PROBLEM: Copy out the data below verbatim.

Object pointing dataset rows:
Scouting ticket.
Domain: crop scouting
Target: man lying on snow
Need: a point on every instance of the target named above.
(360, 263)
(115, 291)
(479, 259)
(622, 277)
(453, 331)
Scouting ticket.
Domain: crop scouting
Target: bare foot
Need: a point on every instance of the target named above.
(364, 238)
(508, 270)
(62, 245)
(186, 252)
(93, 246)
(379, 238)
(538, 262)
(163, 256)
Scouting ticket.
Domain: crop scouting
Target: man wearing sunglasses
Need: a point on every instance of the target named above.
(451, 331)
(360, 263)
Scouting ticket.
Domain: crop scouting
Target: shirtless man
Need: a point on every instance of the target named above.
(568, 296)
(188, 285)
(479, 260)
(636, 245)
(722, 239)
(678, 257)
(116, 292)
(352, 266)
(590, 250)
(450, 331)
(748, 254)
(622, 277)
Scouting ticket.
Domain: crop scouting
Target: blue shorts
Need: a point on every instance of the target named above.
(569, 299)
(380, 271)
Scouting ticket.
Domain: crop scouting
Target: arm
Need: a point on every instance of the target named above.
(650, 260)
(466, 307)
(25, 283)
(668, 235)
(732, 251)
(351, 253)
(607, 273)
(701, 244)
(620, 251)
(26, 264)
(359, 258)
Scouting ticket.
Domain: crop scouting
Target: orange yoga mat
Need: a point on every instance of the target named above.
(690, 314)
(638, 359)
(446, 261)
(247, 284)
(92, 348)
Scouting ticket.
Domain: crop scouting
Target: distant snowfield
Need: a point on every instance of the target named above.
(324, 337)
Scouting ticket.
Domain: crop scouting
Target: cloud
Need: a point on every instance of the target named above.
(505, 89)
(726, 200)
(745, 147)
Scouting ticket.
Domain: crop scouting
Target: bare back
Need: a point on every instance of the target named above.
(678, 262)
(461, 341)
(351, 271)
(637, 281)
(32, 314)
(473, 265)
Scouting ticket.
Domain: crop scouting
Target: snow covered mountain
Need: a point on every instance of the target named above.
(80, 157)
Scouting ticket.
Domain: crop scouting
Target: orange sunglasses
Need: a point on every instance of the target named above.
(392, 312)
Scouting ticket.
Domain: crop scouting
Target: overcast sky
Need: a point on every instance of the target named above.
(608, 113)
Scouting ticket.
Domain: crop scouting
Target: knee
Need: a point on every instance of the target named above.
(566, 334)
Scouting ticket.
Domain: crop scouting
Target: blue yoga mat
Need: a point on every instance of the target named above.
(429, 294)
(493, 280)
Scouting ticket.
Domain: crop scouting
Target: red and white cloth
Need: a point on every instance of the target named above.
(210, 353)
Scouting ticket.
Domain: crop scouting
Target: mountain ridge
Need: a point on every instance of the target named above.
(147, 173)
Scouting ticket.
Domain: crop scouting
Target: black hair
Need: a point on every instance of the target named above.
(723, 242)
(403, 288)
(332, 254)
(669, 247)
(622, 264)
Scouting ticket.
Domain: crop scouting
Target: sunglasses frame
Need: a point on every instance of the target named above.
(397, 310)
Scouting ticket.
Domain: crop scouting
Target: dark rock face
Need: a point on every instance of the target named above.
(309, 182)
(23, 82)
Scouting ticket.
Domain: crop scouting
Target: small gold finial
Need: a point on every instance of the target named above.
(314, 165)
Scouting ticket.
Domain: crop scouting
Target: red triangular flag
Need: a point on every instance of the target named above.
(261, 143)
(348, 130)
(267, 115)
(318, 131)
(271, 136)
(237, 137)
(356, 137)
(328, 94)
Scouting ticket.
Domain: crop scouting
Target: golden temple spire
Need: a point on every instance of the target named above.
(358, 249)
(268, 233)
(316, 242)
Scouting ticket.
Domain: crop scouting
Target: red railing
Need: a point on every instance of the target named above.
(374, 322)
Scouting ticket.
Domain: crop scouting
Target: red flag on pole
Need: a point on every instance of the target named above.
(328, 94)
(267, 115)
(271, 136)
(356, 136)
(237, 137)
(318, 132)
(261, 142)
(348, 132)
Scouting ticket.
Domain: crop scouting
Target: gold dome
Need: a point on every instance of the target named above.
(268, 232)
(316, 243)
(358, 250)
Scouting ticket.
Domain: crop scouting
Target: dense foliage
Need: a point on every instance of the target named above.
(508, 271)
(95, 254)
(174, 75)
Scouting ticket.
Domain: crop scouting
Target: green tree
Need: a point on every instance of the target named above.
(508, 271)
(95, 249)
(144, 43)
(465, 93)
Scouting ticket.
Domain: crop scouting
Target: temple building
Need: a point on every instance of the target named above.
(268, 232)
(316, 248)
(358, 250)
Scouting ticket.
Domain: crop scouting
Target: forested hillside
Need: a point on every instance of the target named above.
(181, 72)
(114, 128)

CORRECT ANSWER:
Scouting ticket.
Domain: crop scouting
Target: man lying on snow
Need: a point on every instance of the target named above.
(360, 263)
(115, 291)
(479, 259)
(622, 277)
(453, 331)
Scouting ticket.
Domain: crop scouting
Target: bare foot
Need: a point on every instance of the target named above.
(364, 238)
(508, 270)
(62, 245)
(186, 252)
(93, 246)
(379, 238)
(538, 262)
(163, 256)
Scouting ticket.
Domain: crop scouting
Target: man wearing sunglasses
Need: a point on every instance of the target named above.
(451, 331)
(360, 263)
Scouting ticket.
Domain: crop scouting
Target: shirtless man
Need: a point on every instance of the target named above.
(568, 296)
(188, 285)
(479, 260)
(636, 245)
(722, 239)
(678, 257)
(116, 292)
(352, 266)
(590, 250)
(450, 331)
(748, 254)
(622, 277)
Scouting ticket.
Domain: crop scouting
Target: blue shorts
Need: a point on every instance of the target named above.
(569, 299)
(380, 271)
Scouting ticket.
Domain: crop scouting
Target: arm
Need: a point on every instance of the target named above.
(650, 260)
(466, 307)
(25, 283)
(668, 235)
(732, 251)
(351, 253)
(607, 273)
(701, 244)
(620, 251)
(26, 264)
(359, 258)
Scouting ticket.
Domain: crop scouting
Target: orange yoga mat
Need: a point on every instance of the target named above.
(690, 314)
(638, 359)
(446, 261)
(247, 284)
(92, 348)
Scouting ticket.
Domain: crop scouting
Target: distant snowfield
Need: a point on every instance of the target named above.
(324, 337)
Scouting ticket.
Domain: crop scouting
Target: cloud
Need: a point on every instance of the target named above.
(505, 89)
(726, 200)
(745, 147)
Scouting ticket.
Domain: crop scouting
Target: bare back
Need: a point on every instance of the target named above.
(678, 262)
(461, 341)
(351, 271)
(637, 281)
(32, 314)
(473, 265)
Scouting ticket.
Domain: crop scouting
Target: snow covered mountain
Need: a point on every instance of the target named above.
(80, 157)
Scouting ticket.
Domain: crop scouting
Target: orange sunglasses
Need: a point on every instance of the target named above.
(392, 312)
Scouting ticket.
Domain: crop scouting
Target: overcast sky
Need: a point on every instance of the target named above.
(608, 113)
Scouting ticket.
Domain: crop scouting
Target: knee
Need: a point on every instance of the target named above.
(566, 334)
Scouting ticket.
Domain: crop scouting
Target: blue yoga mat
Need: a point on every instance of the target named above.
(429, 294)
(493, 280)
Scouting ticket.
Domain: crop scouting
Target: red and white cloth
Need: a point on every instance of the target named above.
(210, 353)
Scouting ticket.
Domain: crop scouting
Target: mountain ridge
Need: a point on every instance of the target named above.
(147, 173)
Scouting ticket.
Domain: crop scouting
Target: black hair
Need: a point on every instance of the target named above.
(723, 242)
(403, 288)
(332, 254)
(669, 247)
(622, 264)
Scouting ticket.
Domain: crop scouting
Target: sunglasses frame
Need: a point on every instance of the target named above.
(397, 310)
Scouting ticket.
Domain: crop scouting
Target: dark rock face
Need: a point on every instance of the target named above.
(309, 182)
(23, 82)
Scouting ticket.
Domain: crop scouting
Target: small gold finial
Need: a point on every instance of the target named above.
(314, 165)
Scouting ticket.
Domain: crop scouting
Target: red triangular flag
Need: a point on every instance of the target named above.
(261, 143)
(348, 130)
(267, 115)
(318, 131)
(271, 136)
(237, 137)
(356, 137)
(328, 94)
Scouting ticket.
Domain: crop scouting
Target: golden temple spire
Need: a point on every instance of the target named above.
(358, 249)
(268, 233)
(316, 242)
Scouting ticket.
Domain: crop scouting
Target: red railing
Need: a point on every instance of the target named above.
(374, 322)
Scouting ticket.
Domain: crop scouting
Target: red flag on pole
Need: a point on every instance of the target named above.
(328, 94)
(267, 115)
(271, 136)
(356, 136)
(237, 137)
(318, 132)
(261, 142)
(348, 132)
Scouting ticket.
Domain: crop scouting
Target: gold dome
Need: a point on every instance of the target named above.
(268, 232)
(316, 243)
(358, 250)
Scouting ticket.
Domain: crop scouting
Target: dense foliage
Need: a point on every instance of the target named above.
(508, 271)
(95, 254)
(174, 75)
Scouting ticket.
Domain: crop scouting
Target: green tree
Need: a point on every instance of the target named above.
(508, 271)
(95, 249)
(144, 43)
(465, 93)
Scouting ticket.
Domain: crop scouting
Target: temple building
Need: a point on every instance of the target named above.
(268, 232)
(316, 248)
(358, 250)
Scouting ticket.
Domain: crop scouting
Target: forested hillside
Need: a point on every instance of the target named above.
(181, 72)
(114, 128)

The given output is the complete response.